= Selected text =
-- Start --
On the whole, the program at the Loew's State and Loew's Orpheum this week is pretty flat. William Powell, Joan Crawford and Robert Montgomery are amusing enough in "The Last of Mrs. Cheyney," of course, but the companion piece, a thing called "Dangerous Number," is nothing less than colossal, daring and stupendous in its badness. And the second feature detracts from the first.

Why the theatre owners continue to think they have to serve up a piece of boring tripe as a second feature on every program, when the first would draw well enough, is beyond comprehension. The dish at the Loew's is triply unpalatable. It is a bad plot, full of silly situations which aren't very amusing, and too long. It is poorly acted by Robert Young and Ann Sothern; Young is one of these boys who finds that looking peeved, frowning, flouncing about and shouting too loud is the only way he can impress personality on you. And last, it's an attempt at the type of comedy the Crawford-Tone, Loy-Powell successes have made popular, and consequently it spoils the effectiveness of the main feature.
-- End --
= Complete the following =
A: List each line in the entries below that contains the word "checkered".
B: Continue the movie review above, starting after its final sentence.

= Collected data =
-- Start --
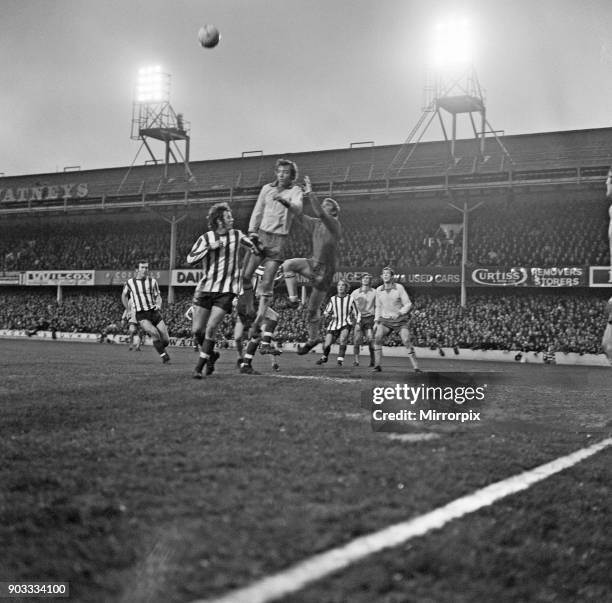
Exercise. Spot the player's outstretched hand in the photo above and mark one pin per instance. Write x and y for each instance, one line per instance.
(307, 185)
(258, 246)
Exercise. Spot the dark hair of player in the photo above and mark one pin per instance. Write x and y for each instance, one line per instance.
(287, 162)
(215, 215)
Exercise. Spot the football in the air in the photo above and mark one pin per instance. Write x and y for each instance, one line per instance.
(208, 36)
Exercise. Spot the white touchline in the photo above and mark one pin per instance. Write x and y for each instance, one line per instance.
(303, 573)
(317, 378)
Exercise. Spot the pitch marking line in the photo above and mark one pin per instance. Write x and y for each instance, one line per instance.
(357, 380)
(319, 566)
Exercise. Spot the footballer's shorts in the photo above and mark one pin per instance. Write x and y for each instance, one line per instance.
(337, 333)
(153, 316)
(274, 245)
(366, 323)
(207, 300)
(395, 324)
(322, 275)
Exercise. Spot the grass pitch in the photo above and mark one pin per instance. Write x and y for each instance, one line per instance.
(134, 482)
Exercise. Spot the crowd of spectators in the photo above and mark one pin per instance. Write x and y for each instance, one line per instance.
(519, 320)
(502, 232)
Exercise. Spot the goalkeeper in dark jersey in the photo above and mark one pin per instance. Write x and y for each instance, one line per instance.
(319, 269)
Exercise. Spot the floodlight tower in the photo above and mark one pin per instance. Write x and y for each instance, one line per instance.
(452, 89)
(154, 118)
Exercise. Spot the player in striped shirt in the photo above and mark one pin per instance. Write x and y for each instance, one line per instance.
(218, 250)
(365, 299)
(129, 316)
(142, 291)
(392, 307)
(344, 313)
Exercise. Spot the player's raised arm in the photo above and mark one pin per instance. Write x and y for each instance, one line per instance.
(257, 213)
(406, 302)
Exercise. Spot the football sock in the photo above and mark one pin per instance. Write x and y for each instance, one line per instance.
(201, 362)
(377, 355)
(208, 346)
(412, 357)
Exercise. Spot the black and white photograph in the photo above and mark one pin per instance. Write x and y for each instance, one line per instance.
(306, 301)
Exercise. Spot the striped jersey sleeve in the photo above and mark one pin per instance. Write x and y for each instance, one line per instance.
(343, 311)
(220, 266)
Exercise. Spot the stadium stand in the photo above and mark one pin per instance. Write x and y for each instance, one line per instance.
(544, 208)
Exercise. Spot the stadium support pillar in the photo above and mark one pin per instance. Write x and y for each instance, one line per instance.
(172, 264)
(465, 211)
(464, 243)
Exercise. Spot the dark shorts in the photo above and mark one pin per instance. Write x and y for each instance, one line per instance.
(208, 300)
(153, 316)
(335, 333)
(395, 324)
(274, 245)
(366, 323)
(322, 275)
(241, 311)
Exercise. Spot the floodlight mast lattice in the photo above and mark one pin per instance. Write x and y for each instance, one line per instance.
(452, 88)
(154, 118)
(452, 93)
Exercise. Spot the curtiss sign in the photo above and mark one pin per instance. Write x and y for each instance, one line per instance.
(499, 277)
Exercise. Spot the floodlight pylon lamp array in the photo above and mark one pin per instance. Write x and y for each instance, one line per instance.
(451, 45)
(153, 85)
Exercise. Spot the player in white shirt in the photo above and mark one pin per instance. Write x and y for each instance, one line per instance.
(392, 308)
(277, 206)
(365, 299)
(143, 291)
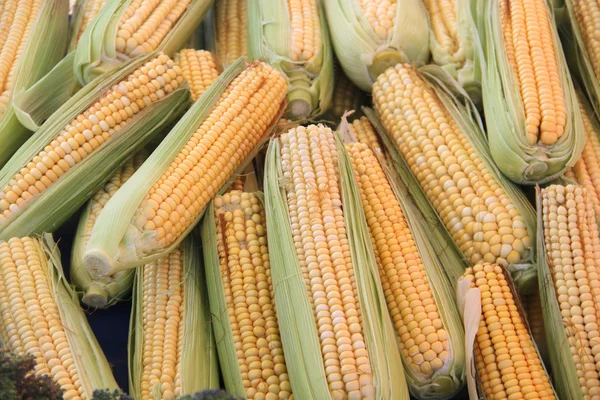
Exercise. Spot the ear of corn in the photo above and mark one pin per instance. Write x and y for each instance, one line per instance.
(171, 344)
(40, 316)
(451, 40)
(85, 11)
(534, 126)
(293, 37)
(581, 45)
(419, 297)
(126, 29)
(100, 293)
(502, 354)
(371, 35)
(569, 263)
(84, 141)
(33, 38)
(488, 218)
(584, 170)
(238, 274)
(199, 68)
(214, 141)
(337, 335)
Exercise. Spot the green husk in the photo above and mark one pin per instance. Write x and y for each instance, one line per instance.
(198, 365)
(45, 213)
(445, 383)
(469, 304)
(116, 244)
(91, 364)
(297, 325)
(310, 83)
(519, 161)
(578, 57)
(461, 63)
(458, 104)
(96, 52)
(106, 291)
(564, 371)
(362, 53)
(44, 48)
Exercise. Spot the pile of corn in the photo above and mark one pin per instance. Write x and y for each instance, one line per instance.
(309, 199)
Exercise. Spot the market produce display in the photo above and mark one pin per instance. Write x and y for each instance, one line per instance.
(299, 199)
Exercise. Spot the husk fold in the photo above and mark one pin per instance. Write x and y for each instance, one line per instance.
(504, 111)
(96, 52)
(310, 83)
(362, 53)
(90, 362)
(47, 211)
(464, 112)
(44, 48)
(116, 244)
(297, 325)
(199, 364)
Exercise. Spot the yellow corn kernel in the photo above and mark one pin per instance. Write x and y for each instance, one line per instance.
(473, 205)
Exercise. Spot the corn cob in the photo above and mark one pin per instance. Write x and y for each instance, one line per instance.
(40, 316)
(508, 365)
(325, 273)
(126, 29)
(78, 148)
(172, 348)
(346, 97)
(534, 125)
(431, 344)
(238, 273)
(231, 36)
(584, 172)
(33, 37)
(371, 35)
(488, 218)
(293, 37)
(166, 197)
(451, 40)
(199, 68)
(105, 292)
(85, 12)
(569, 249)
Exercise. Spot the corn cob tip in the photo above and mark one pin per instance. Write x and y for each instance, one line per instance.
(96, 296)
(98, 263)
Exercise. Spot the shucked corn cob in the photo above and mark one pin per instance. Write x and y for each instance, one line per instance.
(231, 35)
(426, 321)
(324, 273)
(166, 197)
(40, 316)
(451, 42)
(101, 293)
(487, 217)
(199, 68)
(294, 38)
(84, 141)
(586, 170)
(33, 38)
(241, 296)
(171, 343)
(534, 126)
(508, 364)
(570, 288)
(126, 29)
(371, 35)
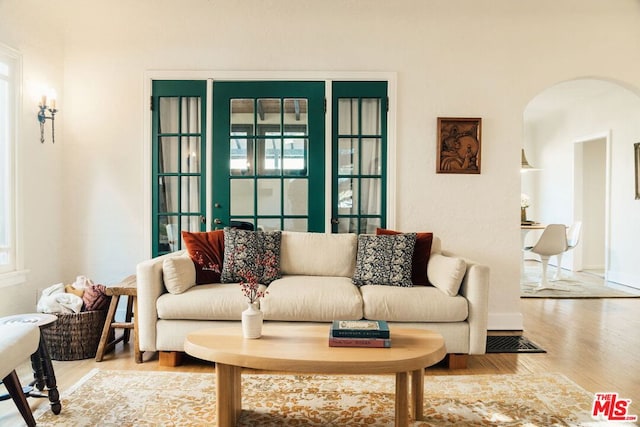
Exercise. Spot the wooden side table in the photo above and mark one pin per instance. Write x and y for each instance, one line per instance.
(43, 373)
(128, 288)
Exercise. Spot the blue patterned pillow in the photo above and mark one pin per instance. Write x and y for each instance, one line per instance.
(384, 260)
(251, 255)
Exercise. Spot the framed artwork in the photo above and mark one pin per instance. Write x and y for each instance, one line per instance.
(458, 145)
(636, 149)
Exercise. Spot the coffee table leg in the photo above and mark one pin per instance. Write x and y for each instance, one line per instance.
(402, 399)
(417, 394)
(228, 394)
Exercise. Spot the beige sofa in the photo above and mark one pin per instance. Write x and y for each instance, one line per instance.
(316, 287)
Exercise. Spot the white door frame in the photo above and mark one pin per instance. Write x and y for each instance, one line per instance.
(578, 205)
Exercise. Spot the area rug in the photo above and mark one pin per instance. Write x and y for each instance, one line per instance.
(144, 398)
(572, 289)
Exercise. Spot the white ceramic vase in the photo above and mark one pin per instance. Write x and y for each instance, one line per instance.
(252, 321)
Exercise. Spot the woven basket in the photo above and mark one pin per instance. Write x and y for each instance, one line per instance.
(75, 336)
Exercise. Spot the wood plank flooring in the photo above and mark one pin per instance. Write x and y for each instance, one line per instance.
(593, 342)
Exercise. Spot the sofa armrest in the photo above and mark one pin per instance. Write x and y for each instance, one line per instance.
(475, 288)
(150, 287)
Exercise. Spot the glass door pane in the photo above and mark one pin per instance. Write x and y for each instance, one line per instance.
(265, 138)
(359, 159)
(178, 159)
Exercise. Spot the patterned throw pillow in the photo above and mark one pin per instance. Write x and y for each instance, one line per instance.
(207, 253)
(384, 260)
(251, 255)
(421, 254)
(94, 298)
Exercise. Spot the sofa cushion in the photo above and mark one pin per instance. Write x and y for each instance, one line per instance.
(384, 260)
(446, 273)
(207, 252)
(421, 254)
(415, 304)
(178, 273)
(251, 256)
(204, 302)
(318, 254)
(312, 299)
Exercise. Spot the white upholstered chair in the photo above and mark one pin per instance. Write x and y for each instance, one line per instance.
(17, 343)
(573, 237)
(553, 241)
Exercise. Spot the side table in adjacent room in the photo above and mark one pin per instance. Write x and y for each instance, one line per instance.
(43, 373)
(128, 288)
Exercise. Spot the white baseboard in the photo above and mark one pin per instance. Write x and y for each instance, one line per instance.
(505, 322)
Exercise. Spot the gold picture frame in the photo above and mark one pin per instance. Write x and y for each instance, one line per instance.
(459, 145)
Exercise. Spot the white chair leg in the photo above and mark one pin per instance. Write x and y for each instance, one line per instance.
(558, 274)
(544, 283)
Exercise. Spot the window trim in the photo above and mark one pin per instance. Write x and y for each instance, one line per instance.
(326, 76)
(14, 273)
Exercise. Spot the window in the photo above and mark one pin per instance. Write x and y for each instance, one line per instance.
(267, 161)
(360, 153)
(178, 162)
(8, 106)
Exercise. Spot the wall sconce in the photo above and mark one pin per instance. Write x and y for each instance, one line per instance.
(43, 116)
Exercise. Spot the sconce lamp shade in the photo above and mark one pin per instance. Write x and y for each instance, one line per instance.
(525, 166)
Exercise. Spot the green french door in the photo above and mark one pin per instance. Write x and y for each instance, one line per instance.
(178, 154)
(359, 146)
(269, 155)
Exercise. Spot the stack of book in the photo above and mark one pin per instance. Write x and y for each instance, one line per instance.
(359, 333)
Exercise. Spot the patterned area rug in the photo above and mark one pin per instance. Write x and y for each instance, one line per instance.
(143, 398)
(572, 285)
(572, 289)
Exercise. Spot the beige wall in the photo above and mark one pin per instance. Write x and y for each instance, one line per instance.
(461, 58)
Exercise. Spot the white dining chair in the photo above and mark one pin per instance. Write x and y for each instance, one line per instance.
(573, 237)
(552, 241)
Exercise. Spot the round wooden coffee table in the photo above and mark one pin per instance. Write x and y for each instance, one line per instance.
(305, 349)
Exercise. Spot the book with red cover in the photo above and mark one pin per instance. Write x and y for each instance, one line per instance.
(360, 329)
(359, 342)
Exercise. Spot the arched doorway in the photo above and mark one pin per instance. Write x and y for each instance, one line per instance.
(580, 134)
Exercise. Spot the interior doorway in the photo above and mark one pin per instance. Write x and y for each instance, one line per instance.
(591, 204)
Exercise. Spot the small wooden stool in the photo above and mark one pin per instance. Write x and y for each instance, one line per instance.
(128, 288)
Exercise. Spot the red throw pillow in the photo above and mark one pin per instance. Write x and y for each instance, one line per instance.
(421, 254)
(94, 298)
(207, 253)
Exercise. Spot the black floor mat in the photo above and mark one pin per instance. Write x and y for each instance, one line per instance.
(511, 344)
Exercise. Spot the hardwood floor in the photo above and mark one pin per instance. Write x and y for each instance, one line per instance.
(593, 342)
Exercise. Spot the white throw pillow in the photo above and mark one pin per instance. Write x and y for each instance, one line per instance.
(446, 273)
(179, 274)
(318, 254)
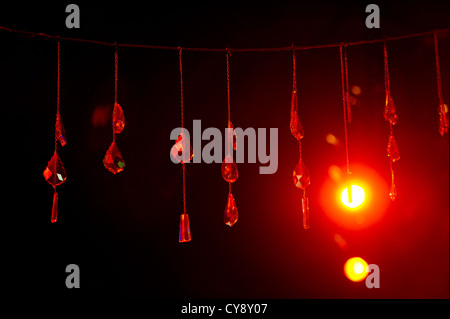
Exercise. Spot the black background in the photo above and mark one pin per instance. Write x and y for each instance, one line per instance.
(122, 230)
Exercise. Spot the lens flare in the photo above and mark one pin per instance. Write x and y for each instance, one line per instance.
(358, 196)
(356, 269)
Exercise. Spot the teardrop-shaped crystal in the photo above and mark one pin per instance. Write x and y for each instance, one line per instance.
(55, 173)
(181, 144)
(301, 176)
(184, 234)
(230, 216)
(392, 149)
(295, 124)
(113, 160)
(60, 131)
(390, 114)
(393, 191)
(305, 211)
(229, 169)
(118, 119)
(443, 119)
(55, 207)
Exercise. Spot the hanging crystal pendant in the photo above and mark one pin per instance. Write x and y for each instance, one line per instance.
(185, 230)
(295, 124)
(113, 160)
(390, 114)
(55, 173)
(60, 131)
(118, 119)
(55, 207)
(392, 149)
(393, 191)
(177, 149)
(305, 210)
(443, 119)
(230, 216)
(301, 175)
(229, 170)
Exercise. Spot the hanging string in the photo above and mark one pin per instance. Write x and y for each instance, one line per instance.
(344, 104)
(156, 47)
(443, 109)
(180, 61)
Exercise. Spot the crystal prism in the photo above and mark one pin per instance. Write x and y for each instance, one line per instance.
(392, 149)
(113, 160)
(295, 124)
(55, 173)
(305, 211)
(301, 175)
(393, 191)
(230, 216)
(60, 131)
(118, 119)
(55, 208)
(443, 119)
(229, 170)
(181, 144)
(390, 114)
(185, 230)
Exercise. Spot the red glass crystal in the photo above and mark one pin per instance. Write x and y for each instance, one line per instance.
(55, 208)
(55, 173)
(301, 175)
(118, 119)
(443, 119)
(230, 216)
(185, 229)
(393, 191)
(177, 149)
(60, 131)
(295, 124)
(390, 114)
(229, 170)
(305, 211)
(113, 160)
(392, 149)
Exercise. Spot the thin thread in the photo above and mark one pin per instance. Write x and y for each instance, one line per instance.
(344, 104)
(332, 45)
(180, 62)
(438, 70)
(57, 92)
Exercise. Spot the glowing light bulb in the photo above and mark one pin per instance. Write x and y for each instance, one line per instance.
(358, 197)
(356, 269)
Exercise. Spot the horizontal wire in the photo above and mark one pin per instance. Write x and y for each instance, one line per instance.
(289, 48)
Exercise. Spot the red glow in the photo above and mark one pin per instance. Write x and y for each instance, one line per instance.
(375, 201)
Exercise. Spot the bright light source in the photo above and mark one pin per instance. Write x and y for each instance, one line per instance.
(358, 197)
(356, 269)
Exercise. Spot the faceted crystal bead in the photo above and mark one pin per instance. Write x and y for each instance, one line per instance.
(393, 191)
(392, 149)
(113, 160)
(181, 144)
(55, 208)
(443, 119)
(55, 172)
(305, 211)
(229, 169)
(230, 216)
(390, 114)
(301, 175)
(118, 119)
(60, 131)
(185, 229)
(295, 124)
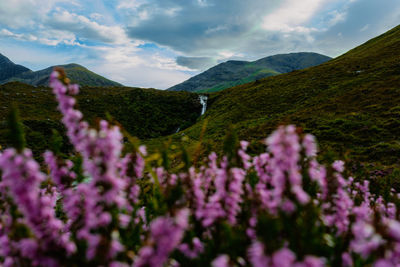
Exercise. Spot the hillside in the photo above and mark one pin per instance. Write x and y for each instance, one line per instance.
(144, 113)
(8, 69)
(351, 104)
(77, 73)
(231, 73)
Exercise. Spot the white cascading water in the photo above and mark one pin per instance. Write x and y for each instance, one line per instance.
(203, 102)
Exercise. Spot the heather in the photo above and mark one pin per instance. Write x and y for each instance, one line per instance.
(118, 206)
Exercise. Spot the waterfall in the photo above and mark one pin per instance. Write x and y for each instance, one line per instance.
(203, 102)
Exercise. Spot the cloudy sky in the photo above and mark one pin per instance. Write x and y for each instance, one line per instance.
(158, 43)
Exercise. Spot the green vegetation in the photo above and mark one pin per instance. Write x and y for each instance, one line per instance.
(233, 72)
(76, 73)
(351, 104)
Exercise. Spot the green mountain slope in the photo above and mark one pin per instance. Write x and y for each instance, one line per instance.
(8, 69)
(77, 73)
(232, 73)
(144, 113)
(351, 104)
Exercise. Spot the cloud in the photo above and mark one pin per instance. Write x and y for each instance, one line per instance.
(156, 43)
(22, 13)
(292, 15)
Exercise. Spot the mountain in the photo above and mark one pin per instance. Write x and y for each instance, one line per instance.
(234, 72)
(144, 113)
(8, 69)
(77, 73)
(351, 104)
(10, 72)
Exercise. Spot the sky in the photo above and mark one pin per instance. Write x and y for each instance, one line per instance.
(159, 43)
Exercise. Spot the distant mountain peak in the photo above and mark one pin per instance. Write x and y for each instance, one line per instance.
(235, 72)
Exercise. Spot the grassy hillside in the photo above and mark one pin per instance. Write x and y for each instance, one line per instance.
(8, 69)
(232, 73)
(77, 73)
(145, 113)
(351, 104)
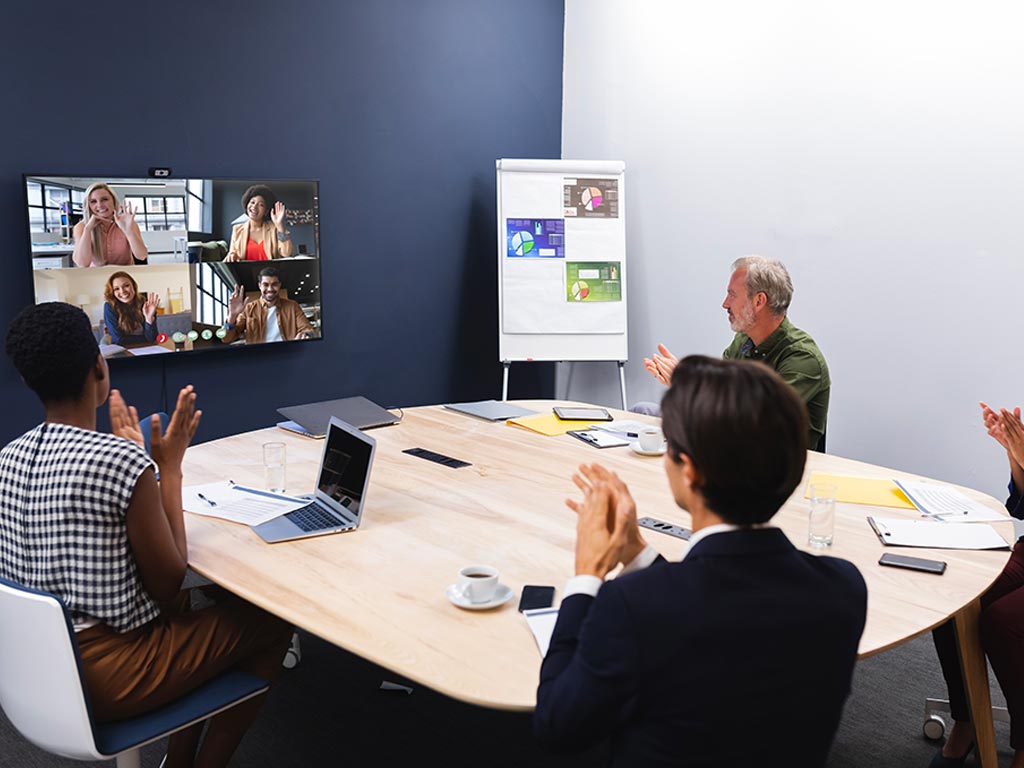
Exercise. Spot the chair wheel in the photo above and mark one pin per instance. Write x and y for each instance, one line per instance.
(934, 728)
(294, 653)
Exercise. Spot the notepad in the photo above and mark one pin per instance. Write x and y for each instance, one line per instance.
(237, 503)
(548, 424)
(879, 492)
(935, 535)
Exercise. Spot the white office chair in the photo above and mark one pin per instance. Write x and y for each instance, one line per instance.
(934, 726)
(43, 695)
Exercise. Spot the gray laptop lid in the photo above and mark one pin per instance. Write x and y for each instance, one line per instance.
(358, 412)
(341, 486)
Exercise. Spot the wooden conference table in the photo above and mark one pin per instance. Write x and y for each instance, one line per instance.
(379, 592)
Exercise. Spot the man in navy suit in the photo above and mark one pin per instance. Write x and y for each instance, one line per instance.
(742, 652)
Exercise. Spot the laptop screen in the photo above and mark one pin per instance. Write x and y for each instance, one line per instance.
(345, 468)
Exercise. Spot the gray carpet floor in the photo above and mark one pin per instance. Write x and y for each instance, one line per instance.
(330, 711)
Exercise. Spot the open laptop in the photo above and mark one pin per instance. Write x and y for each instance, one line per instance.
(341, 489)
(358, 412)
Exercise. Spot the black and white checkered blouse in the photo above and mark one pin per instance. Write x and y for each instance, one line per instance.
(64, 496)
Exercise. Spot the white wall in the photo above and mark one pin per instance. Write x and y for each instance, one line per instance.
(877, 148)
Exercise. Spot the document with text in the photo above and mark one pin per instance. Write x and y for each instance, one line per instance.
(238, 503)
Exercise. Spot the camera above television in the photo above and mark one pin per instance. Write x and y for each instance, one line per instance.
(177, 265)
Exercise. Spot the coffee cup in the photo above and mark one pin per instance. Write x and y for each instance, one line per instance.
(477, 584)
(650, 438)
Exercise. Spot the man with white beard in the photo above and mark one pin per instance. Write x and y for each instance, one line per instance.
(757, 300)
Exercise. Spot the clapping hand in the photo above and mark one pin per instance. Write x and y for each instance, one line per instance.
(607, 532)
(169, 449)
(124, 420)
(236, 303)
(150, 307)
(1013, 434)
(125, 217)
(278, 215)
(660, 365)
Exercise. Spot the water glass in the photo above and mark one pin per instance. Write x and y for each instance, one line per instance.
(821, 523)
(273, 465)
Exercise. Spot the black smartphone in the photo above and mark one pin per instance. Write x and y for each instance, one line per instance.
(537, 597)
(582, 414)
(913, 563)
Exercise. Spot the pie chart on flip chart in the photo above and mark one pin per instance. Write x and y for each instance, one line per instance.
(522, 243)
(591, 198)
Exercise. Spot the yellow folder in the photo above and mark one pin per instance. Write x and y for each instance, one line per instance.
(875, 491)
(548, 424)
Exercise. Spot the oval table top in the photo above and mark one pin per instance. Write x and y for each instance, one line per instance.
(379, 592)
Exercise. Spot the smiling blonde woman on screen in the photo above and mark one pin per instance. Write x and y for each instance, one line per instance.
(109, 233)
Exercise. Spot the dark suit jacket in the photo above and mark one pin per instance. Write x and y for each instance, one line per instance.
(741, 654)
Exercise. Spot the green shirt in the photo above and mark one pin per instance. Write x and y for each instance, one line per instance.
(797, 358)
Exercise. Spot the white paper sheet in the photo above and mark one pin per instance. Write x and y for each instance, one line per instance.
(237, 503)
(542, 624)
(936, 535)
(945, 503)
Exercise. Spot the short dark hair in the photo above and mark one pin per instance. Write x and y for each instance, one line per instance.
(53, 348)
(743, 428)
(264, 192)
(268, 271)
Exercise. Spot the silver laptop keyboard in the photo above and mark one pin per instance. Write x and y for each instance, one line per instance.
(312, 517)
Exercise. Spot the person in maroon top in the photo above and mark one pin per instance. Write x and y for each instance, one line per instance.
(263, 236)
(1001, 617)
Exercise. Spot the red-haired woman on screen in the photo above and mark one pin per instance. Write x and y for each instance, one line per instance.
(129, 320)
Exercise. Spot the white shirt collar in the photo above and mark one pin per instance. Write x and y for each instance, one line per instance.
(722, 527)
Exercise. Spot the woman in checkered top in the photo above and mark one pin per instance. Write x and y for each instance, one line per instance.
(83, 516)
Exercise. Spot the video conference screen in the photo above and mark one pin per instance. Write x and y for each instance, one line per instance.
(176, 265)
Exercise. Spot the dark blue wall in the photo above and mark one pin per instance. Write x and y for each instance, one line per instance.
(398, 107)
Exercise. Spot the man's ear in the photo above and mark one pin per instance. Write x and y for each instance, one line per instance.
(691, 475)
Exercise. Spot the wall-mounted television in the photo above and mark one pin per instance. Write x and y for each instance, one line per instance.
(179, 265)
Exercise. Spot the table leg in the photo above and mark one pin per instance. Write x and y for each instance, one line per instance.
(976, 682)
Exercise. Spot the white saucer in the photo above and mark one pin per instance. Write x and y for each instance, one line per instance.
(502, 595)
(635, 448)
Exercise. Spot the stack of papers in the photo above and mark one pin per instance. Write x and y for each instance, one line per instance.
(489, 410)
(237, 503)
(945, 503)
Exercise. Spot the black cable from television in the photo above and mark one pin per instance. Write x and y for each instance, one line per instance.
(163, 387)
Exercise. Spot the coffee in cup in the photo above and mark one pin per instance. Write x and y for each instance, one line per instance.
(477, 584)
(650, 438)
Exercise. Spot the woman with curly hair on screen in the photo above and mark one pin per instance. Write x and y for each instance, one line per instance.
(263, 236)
-- End --
= Results for the exercise =
A:
Exercise. Spot the black and white checkered blouse in the photo above and mark one pin per instance. Write x and y for each instance, one line per instance.
Exercise. Spot the woman in checkered top in the photo above and mark one pin per instance. Write x and y for each instance, one line per instance.

B:
"The Last of Mrs. Cheyney" is from the old play by Fredric Lonsdale, and its theme is really a rather hackneyed one. As the Loews publicity sheet puts it, the heroine "takes London society by storm, is the recipient of proposals of marriage from millionaires and peers;" in fact, the shopgirl's dream. You've seen it done before, but the present cast and Boleslawki's direction make it sufficiently diverting. It is not up to some of its predecessors, but compared to "Dangerous Number" it is brilliant--or will be if seeing "Dangerous Number" first doesn't make you made and spoil it for you. "The Last of Mrs. Creyney" is perhaps a bit overlengthy, too, but it keeps you laughing most of the way.